_Exercise objective_. Go through the entries below and pull out every line that contains the string "roll", copying each one in full.
>> BEGIN Data for the task
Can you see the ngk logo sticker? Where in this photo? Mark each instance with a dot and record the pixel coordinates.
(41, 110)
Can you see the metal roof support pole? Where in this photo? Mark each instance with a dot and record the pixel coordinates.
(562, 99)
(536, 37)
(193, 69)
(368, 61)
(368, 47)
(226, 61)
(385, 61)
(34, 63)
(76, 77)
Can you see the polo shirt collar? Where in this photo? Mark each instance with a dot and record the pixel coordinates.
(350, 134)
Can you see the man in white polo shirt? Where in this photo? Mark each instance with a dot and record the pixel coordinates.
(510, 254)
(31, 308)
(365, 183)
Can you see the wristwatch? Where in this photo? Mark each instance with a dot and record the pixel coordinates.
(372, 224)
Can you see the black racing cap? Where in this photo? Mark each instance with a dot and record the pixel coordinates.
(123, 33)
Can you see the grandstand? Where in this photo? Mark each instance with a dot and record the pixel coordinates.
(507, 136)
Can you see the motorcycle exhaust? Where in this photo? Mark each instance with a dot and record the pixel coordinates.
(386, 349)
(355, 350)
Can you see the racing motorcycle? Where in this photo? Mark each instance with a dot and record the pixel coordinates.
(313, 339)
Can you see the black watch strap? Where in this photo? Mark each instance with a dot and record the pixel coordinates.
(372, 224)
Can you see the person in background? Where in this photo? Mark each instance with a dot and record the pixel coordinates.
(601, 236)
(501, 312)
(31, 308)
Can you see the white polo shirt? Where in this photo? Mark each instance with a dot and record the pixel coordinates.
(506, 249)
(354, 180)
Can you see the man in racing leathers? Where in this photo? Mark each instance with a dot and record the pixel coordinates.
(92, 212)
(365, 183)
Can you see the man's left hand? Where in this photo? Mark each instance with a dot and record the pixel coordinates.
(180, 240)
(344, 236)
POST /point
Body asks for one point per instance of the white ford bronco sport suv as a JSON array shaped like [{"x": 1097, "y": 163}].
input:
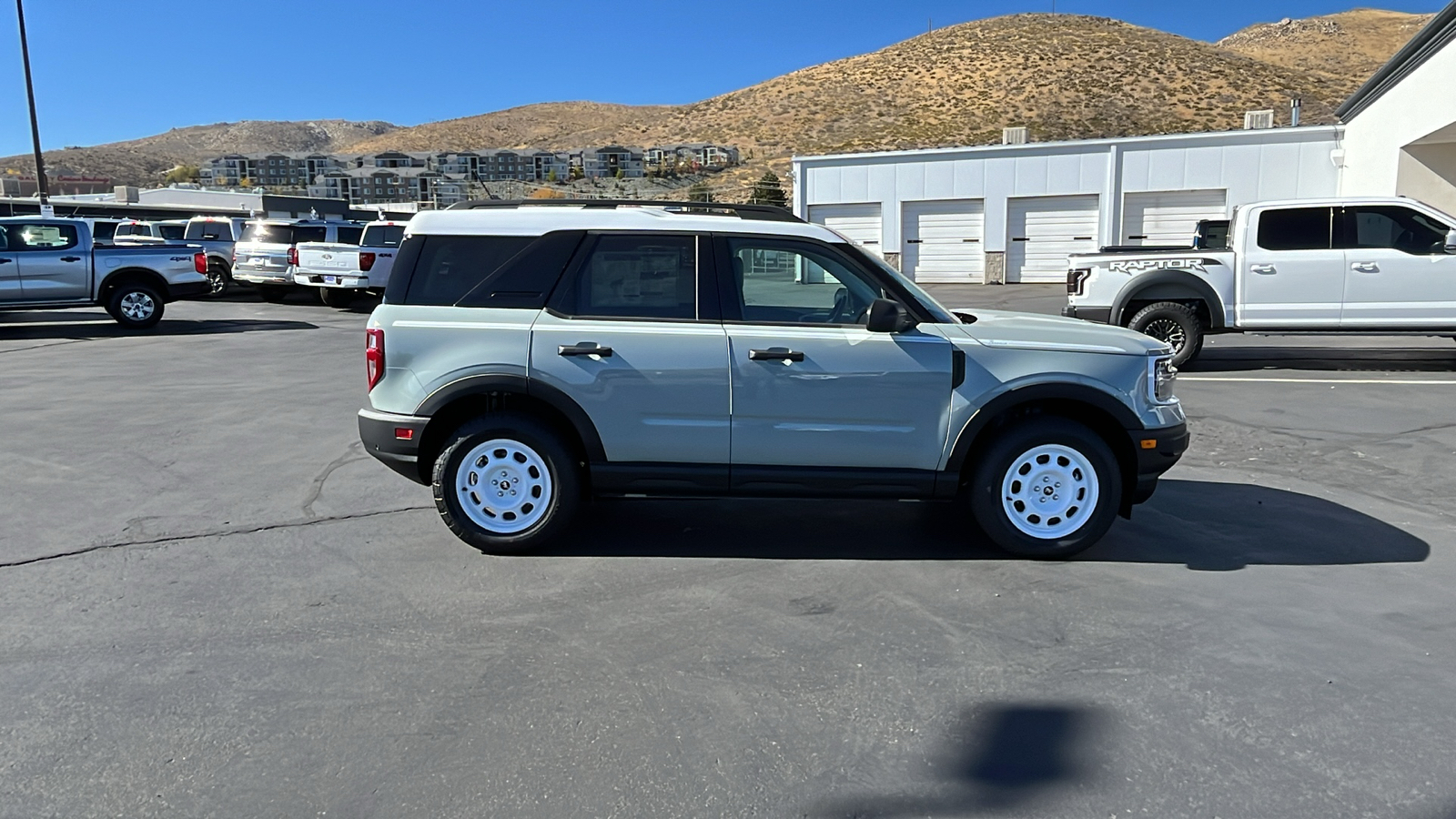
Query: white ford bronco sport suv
[
  {"x": 531, "y": 354},
  {"x": 1380, "y": 266}
]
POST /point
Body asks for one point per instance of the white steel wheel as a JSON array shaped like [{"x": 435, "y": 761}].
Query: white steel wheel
[
  {"x": 137, "y": 305},
  {"x": 1050, "y": 491},
  {"x": 502, "y": 486}
]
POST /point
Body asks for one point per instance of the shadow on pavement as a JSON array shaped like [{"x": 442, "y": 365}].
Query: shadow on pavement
[
  {"x": 101, "y": 325},
  {"x": 1201, "y": 525},
  {"x": 1347, "y": 359},
  {"x": 996, "y": 756}
]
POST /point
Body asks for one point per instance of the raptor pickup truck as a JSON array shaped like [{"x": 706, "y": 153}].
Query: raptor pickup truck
[
  {"x": 1383, "y": 266},
  {"x": 55, "y": 264}
]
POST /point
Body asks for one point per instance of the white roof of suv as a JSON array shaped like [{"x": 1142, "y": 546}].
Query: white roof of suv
[{"x": 531, "y": 220}]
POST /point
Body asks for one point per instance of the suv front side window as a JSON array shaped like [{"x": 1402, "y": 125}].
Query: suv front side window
[
  {"x": 1394, "y": 228},
  {"x": 637, "y": 278},
  {"x": 786, "y": 281}
]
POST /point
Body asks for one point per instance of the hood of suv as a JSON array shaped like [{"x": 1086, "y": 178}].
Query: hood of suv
[{"x": 1034, "y": 331}]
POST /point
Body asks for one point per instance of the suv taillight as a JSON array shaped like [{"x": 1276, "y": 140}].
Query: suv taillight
[{"x": 375, "y": 354}]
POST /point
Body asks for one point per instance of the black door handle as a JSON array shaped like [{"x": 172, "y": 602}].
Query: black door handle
[
  {"x": 584, "y": 349},
  {"x": 775, "y": 354}
]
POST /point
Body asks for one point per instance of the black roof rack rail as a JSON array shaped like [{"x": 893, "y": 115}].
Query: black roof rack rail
[{"x": 768, "y": 213}]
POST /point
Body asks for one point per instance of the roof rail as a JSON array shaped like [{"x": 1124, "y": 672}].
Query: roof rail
[{"x": 766, "y": 213}]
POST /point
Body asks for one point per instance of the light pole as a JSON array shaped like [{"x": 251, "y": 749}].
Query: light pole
[{"x": 35, "y": 127}]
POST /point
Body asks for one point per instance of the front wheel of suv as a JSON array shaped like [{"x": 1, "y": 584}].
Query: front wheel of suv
[
  {"x": 506, "y": 482},
  {"x": 1046, "y": 489}
]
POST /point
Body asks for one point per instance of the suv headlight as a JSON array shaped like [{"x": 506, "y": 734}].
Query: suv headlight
[{"x": 1161, "y": 375}]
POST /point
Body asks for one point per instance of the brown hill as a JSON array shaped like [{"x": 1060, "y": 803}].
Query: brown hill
[
  {"x": 1344, "y": 48},
  {"x": 145, "y": 160},
  {"x": 1063, "y": 76}
]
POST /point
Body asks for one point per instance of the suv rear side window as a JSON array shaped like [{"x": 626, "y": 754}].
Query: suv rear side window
[
  {"x": 637, "y": 276},
  {"x": 1296, "y": 229},
  {"x": 1394, "y": 228},
  {"x": 449, "y": 267}
]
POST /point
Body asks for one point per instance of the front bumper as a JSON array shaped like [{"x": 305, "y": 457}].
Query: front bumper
[
  {"x": 382, "y": 436},
  {"x": 1101, "y": 315},
  {"x": 1158, "y": 450}
]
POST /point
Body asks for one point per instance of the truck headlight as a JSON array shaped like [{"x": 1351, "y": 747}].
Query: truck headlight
[{"x": 1161, "y": 375}]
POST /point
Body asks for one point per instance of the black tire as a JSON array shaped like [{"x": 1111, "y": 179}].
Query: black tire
[
  {"x": 992, "y": 475},
  {"x": 337, "y": 296},
  {"x": 1172, "y": 324},
  {"x": 273, "y": 293},
  {"x": 218, "y": 278},
  {"x": 136, "y": 305},
  {"x": 564, "y": 497}
]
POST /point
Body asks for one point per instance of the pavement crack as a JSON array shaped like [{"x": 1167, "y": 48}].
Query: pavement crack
[{"x": 215, "y": 533}]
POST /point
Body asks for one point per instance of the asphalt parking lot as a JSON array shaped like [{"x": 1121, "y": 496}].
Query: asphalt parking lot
[{"x": 215, "y": 603}]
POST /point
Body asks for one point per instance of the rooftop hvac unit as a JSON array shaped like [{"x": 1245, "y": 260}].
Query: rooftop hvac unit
[
  {"x": 1014, "y": 136},
  {"x": 1256, "y": 120}
]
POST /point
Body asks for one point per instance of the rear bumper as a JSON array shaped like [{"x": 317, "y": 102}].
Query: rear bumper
[
  {"x": 188, "y": 290},
  {"x": 380, "y": 433},
  {"x": 1101, "y": 315},
  {"x": 1168, "y": 445}
]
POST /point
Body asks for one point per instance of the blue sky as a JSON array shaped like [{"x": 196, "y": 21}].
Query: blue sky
[{"x": 106, "y": 70}]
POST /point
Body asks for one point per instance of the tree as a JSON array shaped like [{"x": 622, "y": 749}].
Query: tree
[
  {"x": 184, "y": 174},
  {"x": 699, "y": 193},
  {"x": 769, "y": 189}
]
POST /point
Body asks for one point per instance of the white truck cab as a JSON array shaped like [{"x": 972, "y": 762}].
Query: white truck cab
[{"x": 1296, "y": 266}]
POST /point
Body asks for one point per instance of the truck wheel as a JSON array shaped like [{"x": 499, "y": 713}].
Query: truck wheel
[
  {"x": 1046, "y": 489},
  {"x": 337, "y": 296},
  {"x": 273, "y": 293},
  {"x": 1174, "y": 324},
  {"x": 135, "y": 305},
  {"x": 218, "y": 281},
  {"x": 506, "y": 482}
]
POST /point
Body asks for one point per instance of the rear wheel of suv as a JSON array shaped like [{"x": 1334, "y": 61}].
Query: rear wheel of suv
[
  {"x": 273, "y": 293},
  {"x": 506, "y": 482},
  {"x": 1172, "y": 324},
  {"x": 1046, "y": 489},
  {"x": 135, "y": 305}
]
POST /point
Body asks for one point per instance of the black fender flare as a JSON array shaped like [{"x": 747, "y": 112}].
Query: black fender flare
[
  {"x": 1028, "y": 394},
  {"x": 145, "y": 274},
  {"x": 1171, "y": 286},
  {"x": 482, "y": 383}
]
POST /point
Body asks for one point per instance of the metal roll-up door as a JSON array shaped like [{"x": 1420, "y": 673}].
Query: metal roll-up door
[
  {"x": 861, "y": 223},
  {"x": 1168, "y": 217},
  {"x": 1045, "y": 230},
  {"x": 944, "y": 241}
]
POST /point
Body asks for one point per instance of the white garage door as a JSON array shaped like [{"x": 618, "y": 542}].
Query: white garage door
[
  {"x": 1169, "y": 217},
  {"x": 1045, "y": 232},
  {"x": 859, "y": 222},
  {"x": 944, "y": 241}
]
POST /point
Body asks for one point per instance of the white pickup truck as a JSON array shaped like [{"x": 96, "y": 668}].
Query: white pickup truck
[
  {"x": 344, "y": 271},
  {"x": 53, "y": 264},
  {"x": 1383, "y": 266}
]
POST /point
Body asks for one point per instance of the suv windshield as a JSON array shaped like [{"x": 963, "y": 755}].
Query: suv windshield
[
  {"x": 283, "y": 234},
  {"x": 383, "y": 235}
]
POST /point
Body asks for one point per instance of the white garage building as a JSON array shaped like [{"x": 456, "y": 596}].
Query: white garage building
[{"x": 1016, "y": 212}]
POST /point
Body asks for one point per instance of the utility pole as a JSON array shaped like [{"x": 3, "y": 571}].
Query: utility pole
[{"x": 35, "y": 127}]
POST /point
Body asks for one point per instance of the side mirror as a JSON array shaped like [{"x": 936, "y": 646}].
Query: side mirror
[{"x": 888, "y": 317}]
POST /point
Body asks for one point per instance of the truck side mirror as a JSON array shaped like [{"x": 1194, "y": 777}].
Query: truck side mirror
[{"x": 888, "y": 317}]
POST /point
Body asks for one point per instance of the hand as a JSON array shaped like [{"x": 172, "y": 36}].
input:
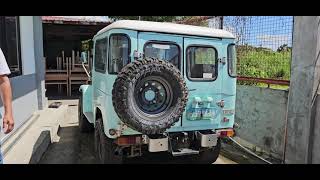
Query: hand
[{"x": 8, "y": 123}]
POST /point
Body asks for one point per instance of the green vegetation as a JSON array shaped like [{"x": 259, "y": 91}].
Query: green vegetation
[{"x": 263, "y": 63}]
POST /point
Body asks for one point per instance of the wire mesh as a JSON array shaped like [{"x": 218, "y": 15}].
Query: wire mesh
[{"x": 263, "y": 45}]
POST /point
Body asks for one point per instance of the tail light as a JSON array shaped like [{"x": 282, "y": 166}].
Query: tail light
[
  {"x": 129, "y": 140},
  {"x": 226, "y": 132}
]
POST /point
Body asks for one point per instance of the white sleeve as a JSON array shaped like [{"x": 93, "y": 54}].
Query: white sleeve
[{"x": 4, "y": 69}]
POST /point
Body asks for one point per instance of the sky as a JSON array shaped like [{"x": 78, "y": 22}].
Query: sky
[{"x": 262, "y": 31}]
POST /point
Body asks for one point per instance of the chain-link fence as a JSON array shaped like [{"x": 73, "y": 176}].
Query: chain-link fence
[{"x": 263, "y": 45}]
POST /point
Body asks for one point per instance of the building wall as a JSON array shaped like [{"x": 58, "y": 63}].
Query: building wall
[
  {"x": 25, "y": 88},
  {"x": 261, "y": 115}
]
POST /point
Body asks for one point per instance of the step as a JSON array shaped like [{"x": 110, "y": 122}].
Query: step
[{"x": 184, "y": 151}]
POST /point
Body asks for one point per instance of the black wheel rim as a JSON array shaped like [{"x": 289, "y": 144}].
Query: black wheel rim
[{"x": 153, "y": 95}]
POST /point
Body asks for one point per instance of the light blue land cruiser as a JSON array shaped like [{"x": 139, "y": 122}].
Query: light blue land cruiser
[{"x": 159, "y": 87}]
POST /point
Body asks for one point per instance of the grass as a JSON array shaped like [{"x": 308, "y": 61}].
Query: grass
[{"x": 263, "y": 63}]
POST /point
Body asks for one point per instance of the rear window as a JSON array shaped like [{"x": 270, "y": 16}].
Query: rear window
[
  {"x": 165, "y": 51},
  {"x": 202, "y": 63},
  {"x": 119, "y": 52},
  {"x": 100, "y": 58},
  {"x": 232, "y": 66}
]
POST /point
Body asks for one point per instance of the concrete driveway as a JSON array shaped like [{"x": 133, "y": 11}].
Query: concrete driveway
[{"x": 77, "y": 148}]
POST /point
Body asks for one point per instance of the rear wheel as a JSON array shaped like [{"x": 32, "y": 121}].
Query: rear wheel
[
  {"x": 149, "y": 95},
  {"x": 84, "y": 125},
  {"x": 105, "y": 148}
]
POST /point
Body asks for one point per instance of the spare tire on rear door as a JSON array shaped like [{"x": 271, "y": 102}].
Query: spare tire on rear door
[{"x": 149, "y": 95}]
>> END Data for the task
_Result below_.
Body asks for one point per instance of the metal roll-up door as a JSON array shaped like [{"x": 1420, "y": 673}].
Query: metal roll-up door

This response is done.